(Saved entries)
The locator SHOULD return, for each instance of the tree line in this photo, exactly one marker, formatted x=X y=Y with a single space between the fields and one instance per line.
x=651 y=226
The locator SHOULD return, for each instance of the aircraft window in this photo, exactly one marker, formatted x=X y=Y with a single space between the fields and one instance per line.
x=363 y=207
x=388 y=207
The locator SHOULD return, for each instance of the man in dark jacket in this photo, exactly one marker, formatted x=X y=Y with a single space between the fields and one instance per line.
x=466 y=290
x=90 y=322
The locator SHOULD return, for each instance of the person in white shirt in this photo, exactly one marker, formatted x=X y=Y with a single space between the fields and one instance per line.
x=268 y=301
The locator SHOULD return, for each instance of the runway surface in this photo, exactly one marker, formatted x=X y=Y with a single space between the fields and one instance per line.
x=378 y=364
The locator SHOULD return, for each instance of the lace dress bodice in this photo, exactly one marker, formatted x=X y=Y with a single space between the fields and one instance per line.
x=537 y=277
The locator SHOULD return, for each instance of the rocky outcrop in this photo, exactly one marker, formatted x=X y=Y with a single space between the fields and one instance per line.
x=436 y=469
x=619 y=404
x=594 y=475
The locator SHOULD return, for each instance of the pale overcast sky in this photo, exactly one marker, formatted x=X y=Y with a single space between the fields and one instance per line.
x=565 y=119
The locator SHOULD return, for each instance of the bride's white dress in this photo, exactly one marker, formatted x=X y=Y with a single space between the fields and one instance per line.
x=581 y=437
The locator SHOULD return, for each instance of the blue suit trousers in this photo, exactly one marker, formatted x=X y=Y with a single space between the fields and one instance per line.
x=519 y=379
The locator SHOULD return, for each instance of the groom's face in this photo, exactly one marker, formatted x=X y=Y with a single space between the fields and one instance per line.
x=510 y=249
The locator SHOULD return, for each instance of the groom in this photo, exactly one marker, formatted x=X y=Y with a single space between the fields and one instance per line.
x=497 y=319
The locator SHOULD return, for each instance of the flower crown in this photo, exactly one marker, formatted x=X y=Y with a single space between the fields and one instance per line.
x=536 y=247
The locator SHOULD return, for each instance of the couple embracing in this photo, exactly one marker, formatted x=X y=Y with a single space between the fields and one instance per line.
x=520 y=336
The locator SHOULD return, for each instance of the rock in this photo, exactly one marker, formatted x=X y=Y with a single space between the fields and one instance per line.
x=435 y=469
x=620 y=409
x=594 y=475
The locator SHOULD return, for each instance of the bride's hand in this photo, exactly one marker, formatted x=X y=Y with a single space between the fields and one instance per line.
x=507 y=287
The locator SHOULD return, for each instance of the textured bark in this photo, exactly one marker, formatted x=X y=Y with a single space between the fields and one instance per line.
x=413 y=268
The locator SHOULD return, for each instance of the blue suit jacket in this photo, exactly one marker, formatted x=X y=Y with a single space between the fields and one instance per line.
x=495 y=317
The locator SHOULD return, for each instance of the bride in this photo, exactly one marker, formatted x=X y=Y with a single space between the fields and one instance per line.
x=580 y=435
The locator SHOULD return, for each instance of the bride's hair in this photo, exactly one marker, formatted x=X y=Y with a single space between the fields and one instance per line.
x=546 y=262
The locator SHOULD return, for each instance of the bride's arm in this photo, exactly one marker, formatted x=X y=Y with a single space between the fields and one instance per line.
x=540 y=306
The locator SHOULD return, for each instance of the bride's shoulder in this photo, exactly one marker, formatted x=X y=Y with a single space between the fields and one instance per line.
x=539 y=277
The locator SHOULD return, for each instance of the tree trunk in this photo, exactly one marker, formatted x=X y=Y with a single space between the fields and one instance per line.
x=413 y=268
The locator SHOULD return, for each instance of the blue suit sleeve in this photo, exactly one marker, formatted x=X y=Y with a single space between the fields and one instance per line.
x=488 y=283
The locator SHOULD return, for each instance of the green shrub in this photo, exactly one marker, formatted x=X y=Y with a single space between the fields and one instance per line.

Task brief: Write out the entries verbatim, all of them.

Result of the exercise:
The locator SHOULD return, for each instance of the tree line in this photo, exactly one marker, formatted x=X y=Y with a single space between the fields and one instance per line.
x=651 y=226
The locator SHOULD return, for each instance of the aircraft window in this photo, exactly one marker, formatted x=X y=Y with a single space between the fields and one instance per line.
x=363 y=207
x=388 y=207
The locator SHOULD return, for each instance of the man in dark jacket in this photo, exactly one marker, formatted x=X y=Y with a single space between the fields and one instance per line.
x=466 y=290
x=90 y=322
The locator SHOULD return, for each instance of the person in white shirt in this photo, exactly one marker, formatted x=X y=Y with a single space between the fields and one instance per line.
x=268 y=301
The locator SHOULD return, for each instance of the runway surface in this photo, exactly one marker, formatted x=X y=Y with a single space between the fields and one instance per line.
x=378 y=364
The locator SHOULD return, for each instance of the lace dress bodice in this photo, exactly one marker, formatted x=X y=Y with a single space between the fields and one instance per line.
x=537 y=277
The locator SHOULD return, for each instance of the rocky outcrop in this photo, exactly one marker, formatted x=X y=Y with a single space between the fields and one instance per line.
x=436 y=469
x=619 y=404
x=594 y=475
The locator SHOULD return, for each instance of the pale overcast sky in this photo, exactly one marker, formatted x=X y=Y with a single space between the fields and one instance per line.
x=565 y=119
The locator SHOULD return, for each instance of the bride's white dress in this photo, exactly one marker, formatted x=X y=Y with a single space between the fields and one instance per line.
x=581 y=437
The locator SHOULD return, for each instance of the blue suit trousers in this photo, exactly one marker, formatted x=X y=Y with a single space between the fields and one instance per line.
x=519 y=379
The locator SHOULD return, for each instance of the groom's face in this photo, exactly one marker, formatted x=X y=Y with a single space between the fields and one instance per line.
x=510 y=249
The locator SHOULD return, for each instance of the groom in this photo, exactly one marker, formatted x=X y=Y with a single space between the fields and one instance per line.
x=497 y=319
The locator SHOULD return, for each instance of the flower crown in this photo, exactly one marker, formatted x=X y=Y with a single space between the fields and one instance per line.
x=536 y=247
The locator SHOULD return, for each instance of the couple embracing in this photo, exactly one marker, formatted x=X y=Y with a single space between the fields and one instance per line.
x=520 y=336
The locator SHOULD return, for each instance of the rock in this photo, exactly one marker, formatted x=X y=Y with a single space between the fields and one instance per line.
x=435 y=469
x=620 y=409
x=594 y=475
The locator SHOULD return, for each instance of the bride's hand in this photo, exactly one marker, formatted x=X y=Y with a single space between the fields and one instance per line.
x=507 y=287
The locator SHOULD return, for each instance of the textured bark in this photo, exactly one marker, formatted x=X y=Y with a single space between the fields and one instance per line.
x=413 y=268
The locator SHOULD return, for each instance of the blue suit jacket in this photo, exactly one marker, formatted x=X y=Y with a single space between the fields and one instance per line.
x=495 y=317
The locator SHOULD return, for each instance of the bride in this photo, exactly one marker, formatted x=X y=Y with a single space between the fields and one instance per line.
x=580 y=435
The locator SHOULD return, for each instance of the bride's hair in this photo, exactly one marker, formatted x=X y=Y with a single space between the fields and one instance per line.
x=546 y=262
The locator SHOULD return, for each instance of the bride's arm in this photo, exactly one marker, formatted x=X y=Y with a single space between the fields and one instance per line.
x=540 y=306
The locator SHOULD return, for each instance of the bride's shoulder in this photo, exactly one marker, formatted x=X y=Y with a single space between the fields and one instance per line.
x=539 y=277
The locator SHOULD return, for each instance of the tree trunk in this photo, exactly one marker, formatted x=X y=Y with a single space between the fields and one instance per line.
x=413 y=268
The locator SHOULD return, for each instance of the blue suit sleeve in this photo, exactly one marker, formatted x=X y=Y with a single space between the fields and one instance per line.
x=488 y=283
The locator SHOULD return, for each instance of the green shrub in this photo, exactly one marker, formatted x=X y=Y with a single space between the fields and one instance per line.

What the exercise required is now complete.